Studio album by Bill Frisell
- Released: January 11, 2005
- Recorded: July 20, 2002
- Studio: Studio Litho, Seattle, WA.
- Genre: Downtown music Improvised music
- Length: 47:10
- Label: Songlines
- Producer: David Breskin

Bill Frisell chronology
| Unspeakable (2004) | Richter 858 (2005) | East/West (2005) |

= Richter 858 =

Richter 858 is a 2005 studio album by American jazz guitarist Bill Frisell consisting of improvised music inspired by the paintings of German artist Gerhard Richter.

==Background==
The album features Frisell, Eyvind Kang, Jenny Scheinman and Hank Roberts. Richter 858 was originally released as part of a limited-edition volume of Gerhard Richter's paintings which also contained poetry and essays by Dave Hickey and Klaus Kertess inspired by the artist's work. The album was rereleased in 2005 on the Songlines label with a CD-ROM with MP3 music to accompany a slide show of the paintings, which are reproduced in an accompanying booklet.

::::

### TASK DESCRIPTION
Please answer from the album text above: what inspired the improvised music on Richter 858?

[Contour labeling items]
::::

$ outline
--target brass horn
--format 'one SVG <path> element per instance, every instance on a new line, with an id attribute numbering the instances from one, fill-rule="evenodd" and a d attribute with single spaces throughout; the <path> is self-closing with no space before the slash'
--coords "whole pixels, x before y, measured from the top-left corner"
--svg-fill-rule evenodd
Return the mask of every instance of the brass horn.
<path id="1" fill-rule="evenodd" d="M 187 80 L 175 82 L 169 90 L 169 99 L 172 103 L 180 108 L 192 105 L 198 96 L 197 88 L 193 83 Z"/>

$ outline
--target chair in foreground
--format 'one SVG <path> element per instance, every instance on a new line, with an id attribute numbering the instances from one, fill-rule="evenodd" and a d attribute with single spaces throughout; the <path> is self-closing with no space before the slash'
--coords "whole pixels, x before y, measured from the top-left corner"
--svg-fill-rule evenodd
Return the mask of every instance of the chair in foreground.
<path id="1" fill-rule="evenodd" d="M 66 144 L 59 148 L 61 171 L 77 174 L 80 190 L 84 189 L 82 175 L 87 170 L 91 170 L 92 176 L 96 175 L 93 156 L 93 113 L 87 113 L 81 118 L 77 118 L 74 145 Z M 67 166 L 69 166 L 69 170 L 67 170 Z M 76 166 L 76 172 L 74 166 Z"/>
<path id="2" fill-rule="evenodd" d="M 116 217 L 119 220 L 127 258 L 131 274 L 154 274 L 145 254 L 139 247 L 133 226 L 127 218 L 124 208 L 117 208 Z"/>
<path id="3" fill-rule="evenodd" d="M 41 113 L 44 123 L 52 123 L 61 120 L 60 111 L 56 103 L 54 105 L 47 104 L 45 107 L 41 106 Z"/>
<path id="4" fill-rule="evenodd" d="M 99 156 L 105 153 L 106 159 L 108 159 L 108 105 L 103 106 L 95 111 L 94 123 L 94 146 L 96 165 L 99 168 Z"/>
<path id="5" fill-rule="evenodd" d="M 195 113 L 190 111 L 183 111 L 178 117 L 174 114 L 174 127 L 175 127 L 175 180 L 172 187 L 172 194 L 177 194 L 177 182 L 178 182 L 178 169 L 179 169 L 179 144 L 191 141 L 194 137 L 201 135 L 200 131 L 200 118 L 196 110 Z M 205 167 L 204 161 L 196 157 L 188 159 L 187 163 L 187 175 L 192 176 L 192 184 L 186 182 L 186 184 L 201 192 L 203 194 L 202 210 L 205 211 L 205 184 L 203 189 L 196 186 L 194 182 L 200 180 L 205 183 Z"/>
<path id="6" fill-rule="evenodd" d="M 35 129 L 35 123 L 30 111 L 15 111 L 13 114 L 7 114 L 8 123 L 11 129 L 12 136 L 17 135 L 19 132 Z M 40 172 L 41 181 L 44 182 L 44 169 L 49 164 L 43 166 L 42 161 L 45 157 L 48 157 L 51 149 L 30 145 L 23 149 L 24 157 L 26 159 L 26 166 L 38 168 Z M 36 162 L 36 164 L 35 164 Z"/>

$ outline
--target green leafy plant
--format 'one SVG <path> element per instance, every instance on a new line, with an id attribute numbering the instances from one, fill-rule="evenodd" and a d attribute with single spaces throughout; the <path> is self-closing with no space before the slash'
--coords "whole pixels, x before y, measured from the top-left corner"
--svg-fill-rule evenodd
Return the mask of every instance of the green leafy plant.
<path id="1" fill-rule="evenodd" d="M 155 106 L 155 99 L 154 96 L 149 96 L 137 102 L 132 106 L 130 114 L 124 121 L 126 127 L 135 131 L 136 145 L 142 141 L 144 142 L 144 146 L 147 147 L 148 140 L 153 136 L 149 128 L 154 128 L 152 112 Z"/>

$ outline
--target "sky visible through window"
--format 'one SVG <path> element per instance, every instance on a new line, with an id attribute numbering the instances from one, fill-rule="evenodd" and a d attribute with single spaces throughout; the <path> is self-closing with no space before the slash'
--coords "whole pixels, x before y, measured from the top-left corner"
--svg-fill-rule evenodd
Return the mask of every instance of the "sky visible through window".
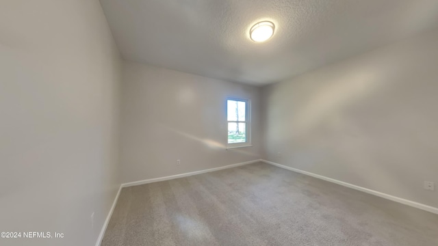
<path id="1" fill-rule="evenodd" d="M 228 100 L 227 103 L 228 143 L 244 143 L 246 141 L 246 102 Z"/>

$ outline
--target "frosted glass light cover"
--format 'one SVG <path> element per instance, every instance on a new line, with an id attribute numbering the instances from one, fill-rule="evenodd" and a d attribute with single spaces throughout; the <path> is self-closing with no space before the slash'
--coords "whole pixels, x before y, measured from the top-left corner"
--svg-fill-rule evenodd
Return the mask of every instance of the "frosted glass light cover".
<path id="1" fill-rule="evenodd" d="M 266 41 L 274 34 L 274 23 L 270 21 L 259 22 L 251 27 L 250 37 L 254 42 Z"/>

::::

### EXERCISE ANSWER
The paintings of German artist Gerhard Richter.